◆ Goal
Reproduce the data below word for word, starting at the line that contains "outline --target=white faux" and ending at the line that contains "52 63 L 38 63", with both of those lines included. Leave the pictures out of your answer.

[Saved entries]
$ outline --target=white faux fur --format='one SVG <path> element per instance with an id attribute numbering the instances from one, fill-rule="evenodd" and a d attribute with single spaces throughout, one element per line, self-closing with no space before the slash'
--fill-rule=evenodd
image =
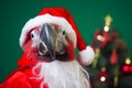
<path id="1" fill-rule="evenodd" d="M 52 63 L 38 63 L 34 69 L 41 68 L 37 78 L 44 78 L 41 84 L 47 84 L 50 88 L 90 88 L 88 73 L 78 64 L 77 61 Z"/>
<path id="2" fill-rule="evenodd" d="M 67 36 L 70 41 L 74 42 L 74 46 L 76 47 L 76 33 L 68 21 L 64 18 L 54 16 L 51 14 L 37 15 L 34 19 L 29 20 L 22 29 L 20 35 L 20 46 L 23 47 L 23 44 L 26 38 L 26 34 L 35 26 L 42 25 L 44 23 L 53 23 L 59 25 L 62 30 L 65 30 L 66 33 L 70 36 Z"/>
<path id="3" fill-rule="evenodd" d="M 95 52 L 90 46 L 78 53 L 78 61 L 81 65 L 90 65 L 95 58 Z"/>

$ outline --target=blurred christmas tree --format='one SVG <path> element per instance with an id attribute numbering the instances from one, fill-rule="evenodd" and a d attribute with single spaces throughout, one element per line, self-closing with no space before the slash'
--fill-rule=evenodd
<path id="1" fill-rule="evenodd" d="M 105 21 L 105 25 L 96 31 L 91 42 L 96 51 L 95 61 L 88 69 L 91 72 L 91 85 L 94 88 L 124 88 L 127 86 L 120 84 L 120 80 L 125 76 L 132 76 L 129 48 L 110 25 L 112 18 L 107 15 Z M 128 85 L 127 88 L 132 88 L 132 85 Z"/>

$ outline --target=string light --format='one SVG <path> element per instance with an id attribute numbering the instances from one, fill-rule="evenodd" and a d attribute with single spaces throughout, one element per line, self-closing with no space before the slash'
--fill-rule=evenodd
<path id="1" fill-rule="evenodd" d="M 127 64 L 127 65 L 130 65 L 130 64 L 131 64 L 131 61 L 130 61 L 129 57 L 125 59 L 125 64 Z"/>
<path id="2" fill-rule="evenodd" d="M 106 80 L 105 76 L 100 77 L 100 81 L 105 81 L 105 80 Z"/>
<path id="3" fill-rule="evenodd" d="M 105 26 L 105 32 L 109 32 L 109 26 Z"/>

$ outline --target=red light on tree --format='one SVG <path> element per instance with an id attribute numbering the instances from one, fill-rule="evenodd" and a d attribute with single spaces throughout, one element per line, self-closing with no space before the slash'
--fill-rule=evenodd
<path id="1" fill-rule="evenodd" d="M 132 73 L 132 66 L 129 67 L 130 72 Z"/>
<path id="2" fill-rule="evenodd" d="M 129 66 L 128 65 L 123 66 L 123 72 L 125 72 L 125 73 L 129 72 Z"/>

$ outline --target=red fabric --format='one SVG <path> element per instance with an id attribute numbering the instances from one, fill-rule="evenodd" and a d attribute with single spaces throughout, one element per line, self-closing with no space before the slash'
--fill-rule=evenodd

* * *

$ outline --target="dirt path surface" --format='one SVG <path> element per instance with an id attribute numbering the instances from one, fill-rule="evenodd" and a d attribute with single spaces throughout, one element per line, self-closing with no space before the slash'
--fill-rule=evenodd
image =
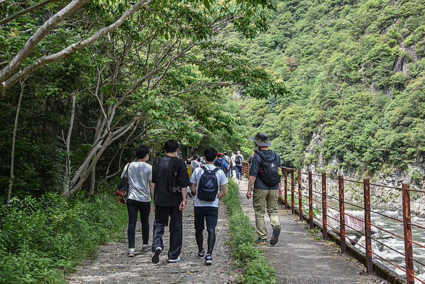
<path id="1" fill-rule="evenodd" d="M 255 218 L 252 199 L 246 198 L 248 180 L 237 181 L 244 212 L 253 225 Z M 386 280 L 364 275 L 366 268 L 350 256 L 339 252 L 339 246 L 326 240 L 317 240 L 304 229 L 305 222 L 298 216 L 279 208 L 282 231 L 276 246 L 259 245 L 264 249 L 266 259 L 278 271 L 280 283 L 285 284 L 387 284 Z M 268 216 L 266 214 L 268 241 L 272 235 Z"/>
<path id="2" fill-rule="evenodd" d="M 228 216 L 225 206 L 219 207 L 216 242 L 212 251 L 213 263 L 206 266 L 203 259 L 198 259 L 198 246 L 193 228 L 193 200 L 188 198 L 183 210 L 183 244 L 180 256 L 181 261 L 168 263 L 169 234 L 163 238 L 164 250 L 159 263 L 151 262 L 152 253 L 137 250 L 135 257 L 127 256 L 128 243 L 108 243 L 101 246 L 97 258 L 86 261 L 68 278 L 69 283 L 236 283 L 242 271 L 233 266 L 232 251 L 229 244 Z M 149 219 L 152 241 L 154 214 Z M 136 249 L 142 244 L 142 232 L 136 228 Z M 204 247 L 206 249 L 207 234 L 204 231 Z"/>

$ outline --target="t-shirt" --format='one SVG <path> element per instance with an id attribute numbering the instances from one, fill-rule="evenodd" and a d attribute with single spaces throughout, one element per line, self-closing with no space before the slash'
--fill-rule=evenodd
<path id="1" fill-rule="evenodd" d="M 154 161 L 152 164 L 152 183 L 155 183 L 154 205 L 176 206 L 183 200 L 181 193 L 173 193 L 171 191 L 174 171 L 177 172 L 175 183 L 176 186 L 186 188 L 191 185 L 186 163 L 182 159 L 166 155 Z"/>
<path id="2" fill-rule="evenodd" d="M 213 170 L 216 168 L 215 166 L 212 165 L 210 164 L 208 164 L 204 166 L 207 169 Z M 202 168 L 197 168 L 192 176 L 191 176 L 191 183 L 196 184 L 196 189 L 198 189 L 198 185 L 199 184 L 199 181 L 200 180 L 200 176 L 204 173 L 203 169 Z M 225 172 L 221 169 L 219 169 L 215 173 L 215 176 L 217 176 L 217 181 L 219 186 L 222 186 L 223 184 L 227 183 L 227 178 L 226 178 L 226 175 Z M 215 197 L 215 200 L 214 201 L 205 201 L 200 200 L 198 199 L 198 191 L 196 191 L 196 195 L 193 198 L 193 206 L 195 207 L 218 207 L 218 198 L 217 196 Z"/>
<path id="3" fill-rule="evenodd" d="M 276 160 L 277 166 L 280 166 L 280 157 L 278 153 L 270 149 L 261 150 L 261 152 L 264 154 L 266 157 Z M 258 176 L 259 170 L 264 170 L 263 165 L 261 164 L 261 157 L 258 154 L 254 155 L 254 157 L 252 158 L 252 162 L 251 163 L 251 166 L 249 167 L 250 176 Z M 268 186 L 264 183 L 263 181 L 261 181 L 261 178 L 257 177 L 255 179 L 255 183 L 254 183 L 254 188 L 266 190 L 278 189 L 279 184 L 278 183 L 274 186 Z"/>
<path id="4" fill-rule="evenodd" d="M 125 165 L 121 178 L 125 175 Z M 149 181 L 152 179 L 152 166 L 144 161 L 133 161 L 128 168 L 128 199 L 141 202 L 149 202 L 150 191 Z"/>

◆ Solved exercise
$ outline --target=white faux fur --format='one SVG <path> element per instance with an id attribute numbering the instances from one, fill-rule="evenodd" and a d attribute with single spaces throughout, one element per line, self-closing with no space before the slash'
--fill-rule=evenodd
image =
<path id="1" fill-rule="evenodd" d="M 52 63 L 38 63 L 34 69 L 41 68 L 37 78 L 44 78 L 41 84 L 47 84 L 50 88 L 90 88 L 88 73 L 78 64 L 77 61 Z"/>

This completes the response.